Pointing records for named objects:
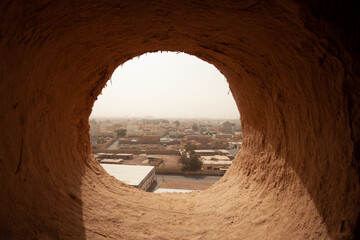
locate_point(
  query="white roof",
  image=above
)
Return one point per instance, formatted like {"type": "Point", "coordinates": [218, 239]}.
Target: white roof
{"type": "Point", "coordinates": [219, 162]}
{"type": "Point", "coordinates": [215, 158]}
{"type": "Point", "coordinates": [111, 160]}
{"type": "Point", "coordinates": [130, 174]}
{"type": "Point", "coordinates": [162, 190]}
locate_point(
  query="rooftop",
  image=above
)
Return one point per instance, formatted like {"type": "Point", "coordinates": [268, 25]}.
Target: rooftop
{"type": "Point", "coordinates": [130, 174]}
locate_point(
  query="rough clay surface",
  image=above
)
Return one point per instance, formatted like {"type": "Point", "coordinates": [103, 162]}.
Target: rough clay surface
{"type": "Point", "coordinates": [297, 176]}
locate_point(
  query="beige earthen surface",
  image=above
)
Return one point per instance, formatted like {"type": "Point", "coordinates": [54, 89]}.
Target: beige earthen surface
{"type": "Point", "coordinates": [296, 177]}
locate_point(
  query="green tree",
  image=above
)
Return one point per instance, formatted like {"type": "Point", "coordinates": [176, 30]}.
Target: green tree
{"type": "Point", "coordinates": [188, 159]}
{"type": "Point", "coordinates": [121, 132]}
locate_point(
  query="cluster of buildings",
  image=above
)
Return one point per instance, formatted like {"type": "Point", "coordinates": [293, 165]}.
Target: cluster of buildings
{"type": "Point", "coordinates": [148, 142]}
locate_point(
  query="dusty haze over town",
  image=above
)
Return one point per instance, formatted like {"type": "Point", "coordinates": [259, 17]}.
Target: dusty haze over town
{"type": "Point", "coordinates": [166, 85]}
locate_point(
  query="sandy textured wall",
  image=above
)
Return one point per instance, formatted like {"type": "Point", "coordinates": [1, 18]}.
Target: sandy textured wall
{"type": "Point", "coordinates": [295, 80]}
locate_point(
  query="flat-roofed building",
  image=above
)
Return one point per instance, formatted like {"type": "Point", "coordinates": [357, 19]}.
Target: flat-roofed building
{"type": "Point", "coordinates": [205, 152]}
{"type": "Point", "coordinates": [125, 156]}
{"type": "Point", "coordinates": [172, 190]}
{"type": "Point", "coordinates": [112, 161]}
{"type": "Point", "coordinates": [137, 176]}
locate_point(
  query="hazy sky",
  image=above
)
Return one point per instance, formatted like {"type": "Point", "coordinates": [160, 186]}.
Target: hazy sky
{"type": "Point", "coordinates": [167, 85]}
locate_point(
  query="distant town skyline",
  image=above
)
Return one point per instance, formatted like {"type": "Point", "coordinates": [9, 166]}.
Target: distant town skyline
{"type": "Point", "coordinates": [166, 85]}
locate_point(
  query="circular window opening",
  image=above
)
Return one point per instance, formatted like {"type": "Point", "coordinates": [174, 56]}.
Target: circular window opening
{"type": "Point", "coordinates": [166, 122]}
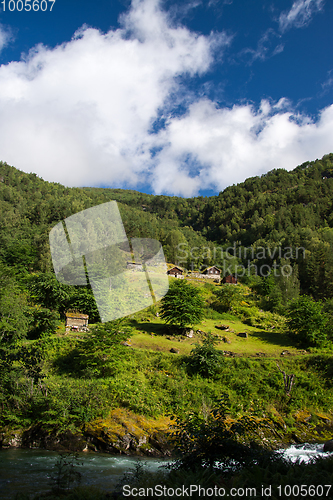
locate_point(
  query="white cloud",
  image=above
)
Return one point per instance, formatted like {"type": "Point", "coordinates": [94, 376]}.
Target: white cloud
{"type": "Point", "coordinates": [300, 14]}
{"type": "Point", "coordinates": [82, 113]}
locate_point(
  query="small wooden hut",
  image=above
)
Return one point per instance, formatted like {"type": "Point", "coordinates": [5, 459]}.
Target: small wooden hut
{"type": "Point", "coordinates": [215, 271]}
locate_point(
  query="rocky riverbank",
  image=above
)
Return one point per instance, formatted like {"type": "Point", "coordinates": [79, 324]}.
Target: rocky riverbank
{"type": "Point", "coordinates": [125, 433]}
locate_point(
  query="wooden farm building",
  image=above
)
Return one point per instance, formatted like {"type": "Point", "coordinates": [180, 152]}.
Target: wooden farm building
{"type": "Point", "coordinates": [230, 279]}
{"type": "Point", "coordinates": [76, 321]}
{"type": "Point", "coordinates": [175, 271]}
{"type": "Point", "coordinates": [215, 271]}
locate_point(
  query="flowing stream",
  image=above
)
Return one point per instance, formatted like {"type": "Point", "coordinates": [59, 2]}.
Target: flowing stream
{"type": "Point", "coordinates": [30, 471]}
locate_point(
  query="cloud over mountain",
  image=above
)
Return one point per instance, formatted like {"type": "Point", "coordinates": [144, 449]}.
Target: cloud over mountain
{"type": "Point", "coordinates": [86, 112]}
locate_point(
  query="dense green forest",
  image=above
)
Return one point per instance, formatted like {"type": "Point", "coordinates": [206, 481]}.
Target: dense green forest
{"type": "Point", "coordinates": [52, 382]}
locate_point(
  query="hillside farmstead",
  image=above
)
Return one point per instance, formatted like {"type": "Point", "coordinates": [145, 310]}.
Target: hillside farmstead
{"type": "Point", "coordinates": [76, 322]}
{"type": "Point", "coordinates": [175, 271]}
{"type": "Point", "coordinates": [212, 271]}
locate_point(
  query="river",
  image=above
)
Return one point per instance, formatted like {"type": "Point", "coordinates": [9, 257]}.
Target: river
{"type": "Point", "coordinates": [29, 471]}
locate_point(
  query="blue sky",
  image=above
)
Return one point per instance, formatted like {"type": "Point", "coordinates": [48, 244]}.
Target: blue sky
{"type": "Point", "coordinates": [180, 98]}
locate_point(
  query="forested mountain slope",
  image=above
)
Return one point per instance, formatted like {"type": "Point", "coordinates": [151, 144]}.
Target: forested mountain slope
...
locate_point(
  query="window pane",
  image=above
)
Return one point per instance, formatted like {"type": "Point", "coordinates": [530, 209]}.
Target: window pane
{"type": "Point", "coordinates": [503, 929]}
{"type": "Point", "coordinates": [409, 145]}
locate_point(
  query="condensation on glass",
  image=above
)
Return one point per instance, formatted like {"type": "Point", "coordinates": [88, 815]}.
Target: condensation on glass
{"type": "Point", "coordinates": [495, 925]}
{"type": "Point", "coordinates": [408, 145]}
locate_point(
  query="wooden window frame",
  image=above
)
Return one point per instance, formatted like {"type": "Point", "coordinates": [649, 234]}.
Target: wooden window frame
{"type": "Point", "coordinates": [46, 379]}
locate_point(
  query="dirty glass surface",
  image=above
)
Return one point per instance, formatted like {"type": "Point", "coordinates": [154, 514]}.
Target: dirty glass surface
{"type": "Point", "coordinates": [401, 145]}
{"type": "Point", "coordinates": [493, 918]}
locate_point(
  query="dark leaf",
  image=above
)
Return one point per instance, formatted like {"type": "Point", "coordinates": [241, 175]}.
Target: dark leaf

> **Problem requirements**
Pick out and copy every line of the data that contains the string "slope", treating uppercase and lowercase as different.

> **Result of this task**
  query="forested mountain slope",
Target: forested mountain slope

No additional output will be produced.